» **Extracted entries**
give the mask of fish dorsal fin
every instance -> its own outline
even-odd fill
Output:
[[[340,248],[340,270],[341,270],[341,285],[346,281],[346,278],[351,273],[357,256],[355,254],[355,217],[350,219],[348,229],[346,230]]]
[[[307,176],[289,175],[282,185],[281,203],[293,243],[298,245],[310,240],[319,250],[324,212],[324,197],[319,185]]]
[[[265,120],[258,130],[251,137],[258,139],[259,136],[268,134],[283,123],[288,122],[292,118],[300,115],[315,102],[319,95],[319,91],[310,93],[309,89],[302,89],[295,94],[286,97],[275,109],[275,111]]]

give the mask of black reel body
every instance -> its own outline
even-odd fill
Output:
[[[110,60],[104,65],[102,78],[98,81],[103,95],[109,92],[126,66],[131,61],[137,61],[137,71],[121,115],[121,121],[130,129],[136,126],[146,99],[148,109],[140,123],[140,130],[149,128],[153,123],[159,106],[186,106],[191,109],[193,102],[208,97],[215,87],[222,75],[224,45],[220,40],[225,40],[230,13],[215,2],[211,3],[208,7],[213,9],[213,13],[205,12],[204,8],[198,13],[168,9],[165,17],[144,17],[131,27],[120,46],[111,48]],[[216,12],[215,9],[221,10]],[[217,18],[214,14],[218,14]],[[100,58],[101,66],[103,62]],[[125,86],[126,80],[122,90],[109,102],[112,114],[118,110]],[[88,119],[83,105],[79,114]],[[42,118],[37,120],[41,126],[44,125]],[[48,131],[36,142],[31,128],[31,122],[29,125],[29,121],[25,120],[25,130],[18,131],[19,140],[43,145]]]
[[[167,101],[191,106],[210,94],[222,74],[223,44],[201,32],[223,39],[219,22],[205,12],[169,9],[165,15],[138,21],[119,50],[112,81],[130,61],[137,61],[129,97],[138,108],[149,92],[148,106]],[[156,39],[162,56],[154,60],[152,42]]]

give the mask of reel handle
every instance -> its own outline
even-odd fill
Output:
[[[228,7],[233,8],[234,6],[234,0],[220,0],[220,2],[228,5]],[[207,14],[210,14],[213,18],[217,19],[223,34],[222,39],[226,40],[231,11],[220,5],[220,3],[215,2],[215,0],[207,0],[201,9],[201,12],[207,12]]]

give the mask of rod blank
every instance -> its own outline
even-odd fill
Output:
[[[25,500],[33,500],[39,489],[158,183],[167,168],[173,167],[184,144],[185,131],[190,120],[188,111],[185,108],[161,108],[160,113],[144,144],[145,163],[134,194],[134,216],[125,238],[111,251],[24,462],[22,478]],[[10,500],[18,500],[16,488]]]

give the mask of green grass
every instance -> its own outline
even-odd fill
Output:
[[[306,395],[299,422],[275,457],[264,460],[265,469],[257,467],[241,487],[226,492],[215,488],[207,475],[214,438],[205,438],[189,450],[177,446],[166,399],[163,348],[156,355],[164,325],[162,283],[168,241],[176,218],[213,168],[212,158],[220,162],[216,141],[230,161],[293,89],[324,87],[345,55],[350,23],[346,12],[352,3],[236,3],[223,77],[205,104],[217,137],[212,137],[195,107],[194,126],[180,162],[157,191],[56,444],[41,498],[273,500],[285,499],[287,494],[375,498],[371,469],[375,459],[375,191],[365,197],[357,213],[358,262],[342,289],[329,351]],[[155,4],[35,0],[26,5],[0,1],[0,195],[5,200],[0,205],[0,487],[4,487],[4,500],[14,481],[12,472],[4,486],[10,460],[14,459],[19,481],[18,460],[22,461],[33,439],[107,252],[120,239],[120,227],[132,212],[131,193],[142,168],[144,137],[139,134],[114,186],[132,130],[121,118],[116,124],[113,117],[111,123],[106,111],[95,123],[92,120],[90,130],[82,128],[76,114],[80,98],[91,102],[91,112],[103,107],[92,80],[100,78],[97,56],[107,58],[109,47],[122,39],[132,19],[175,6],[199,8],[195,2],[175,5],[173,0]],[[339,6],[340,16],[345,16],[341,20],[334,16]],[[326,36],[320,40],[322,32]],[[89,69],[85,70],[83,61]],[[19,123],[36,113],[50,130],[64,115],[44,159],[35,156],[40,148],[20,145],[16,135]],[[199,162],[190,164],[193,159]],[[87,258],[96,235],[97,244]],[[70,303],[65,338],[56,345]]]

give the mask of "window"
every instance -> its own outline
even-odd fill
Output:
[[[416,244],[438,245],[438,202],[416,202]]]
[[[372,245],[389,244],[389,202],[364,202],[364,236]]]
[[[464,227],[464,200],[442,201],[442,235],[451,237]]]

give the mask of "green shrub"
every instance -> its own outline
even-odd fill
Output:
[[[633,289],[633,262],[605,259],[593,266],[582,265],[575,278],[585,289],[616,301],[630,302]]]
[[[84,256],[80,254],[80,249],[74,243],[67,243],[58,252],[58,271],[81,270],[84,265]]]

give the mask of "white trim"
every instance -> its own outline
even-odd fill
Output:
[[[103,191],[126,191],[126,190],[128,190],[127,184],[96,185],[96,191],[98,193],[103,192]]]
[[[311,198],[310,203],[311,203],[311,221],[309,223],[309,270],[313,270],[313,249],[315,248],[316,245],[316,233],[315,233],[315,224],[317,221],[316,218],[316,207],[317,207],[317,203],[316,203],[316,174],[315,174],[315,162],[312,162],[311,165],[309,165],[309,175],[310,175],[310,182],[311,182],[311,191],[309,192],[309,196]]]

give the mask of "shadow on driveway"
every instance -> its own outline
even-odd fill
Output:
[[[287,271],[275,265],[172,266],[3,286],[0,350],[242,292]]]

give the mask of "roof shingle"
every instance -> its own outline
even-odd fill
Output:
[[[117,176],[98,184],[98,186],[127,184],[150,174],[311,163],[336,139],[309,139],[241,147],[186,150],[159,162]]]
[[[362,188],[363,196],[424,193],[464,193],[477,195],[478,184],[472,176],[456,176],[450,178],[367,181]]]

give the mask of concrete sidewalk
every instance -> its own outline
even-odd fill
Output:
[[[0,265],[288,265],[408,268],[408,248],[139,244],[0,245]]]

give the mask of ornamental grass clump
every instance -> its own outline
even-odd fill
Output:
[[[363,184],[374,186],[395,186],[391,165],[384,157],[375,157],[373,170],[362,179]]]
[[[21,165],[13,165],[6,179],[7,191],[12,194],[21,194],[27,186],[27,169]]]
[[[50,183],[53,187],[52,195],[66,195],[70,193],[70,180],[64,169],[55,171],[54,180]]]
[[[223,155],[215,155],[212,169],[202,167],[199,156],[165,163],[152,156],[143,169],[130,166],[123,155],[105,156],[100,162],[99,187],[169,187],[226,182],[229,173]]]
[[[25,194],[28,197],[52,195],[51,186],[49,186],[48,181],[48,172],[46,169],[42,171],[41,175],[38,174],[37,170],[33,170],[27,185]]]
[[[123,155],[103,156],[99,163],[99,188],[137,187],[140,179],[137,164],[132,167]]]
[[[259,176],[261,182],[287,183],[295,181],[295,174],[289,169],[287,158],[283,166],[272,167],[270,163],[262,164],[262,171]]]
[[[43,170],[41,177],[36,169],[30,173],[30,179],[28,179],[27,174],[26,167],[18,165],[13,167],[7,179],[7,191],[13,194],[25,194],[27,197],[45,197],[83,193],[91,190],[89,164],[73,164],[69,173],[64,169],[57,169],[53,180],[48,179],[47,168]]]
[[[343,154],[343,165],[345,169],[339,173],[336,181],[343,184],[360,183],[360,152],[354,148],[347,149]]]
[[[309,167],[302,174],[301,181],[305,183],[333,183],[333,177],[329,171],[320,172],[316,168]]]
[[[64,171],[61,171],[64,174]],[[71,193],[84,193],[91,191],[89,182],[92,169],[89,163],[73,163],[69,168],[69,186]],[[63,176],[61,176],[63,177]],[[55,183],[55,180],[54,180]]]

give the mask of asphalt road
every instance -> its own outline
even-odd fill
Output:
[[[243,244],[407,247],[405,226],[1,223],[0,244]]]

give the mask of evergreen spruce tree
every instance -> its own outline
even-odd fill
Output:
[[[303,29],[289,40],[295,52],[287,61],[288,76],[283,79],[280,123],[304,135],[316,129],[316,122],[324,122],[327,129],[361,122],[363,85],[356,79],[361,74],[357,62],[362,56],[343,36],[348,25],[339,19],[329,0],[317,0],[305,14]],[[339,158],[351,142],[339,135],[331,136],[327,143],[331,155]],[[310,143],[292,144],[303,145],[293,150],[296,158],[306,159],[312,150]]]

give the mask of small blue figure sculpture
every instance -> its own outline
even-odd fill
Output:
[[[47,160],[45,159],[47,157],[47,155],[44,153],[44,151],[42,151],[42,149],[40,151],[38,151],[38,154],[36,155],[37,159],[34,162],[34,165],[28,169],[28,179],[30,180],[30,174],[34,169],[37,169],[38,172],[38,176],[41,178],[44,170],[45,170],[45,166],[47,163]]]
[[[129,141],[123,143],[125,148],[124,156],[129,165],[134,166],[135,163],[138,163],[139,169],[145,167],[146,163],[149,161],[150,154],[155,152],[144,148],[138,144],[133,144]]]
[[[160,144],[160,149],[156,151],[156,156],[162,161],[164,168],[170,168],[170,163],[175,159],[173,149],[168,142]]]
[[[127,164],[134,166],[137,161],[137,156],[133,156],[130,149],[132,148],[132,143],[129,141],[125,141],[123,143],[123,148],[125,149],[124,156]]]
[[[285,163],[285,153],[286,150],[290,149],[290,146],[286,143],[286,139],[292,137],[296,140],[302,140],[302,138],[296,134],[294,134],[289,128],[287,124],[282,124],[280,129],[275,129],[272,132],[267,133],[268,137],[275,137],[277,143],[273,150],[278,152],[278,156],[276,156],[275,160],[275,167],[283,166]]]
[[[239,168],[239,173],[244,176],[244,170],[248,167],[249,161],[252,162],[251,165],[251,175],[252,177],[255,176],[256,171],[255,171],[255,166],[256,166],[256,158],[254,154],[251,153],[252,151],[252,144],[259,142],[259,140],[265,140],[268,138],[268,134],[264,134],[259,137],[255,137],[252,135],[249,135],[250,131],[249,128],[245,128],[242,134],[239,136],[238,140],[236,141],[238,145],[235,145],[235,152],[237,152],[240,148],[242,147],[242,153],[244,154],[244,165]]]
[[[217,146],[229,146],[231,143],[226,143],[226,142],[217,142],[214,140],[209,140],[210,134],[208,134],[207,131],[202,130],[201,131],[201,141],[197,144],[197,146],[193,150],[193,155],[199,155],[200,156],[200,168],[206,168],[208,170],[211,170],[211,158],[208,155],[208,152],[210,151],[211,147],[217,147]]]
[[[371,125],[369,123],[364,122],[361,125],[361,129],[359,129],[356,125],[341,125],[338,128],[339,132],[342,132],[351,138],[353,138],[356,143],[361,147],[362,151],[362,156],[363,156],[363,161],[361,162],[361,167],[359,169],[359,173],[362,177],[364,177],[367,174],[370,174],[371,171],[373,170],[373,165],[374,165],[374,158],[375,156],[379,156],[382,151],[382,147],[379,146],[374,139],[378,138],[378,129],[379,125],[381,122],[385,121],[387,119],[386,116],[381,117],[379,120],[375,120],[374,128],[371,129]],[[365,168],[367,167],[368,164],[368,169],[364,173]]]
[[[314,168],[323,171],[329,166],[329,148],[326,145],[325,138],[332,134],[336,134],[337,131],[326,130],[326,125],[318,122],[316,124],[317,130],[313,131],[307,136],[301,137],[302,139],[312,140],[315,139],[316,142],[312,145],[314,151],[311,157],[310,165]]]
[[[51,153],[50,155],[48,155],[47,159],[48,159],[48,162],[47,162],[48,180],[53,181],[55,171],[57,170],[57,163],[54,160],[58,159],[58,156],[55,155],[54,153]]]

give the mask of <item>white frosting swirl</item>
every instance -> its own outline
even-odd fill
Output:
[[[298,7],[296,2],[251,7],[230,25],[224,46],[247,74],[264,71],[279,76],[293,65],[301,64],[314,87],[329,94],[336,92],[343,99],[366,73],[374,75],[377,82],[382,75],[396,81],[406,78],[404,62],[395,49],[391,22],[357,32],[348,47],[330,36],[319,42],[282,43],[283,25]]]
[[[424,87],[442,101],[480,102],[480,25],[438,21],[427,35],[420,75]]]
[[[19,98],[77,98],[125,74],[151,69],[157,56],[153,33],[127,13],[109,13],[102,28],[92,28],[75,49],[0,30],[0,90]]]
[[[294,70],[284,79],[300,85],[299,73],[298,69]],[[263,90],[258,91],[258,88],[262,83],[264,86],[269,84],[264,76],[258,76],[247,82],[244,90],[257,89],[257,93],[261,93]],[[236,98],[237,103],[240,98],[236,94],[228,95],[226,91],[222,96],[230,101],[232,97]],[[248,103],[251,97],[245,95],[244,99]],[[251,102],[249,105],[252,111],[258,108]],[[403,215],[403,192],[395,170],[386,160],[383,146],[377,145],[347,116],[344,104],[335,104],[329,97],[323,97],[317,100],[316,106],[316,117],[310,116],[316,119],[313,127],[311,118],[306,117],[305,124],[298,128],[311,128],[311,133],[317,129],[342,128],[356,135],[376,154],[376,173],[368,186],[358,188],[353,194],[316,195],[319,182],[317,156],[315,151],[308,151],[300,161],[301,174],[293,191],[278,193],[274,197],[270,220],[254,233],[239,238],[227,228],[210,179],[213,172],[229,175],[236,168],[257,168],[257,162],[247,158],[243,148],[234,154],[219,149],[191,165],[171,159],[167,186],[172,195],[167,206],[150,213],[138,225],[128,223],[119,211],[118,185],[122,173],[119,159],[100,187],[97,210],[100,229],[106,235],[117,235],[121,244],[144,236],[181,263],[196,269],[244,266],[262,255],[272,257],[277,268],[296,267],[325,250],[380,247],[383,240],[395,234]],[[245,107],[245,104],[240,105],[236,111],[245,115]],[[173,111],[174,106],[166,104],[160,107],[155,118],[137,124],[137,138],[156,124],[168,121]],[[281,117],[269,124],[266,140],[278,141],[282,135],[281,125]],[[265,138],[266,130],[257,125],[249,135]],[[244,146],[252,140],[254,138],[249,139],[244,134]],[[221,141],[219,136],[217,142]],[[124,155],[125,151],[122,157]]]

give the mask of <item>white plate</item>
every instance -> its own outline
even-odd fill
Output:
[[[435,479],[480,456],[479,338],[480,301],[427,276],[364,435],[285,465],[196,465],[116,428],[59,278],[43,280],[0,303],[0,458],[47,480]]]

» **Work order**
Only the lines holding the string "reel" are needed; copy each of them from the material above.

» **Task output**
give the mask of black reel body
give the mask of reel handle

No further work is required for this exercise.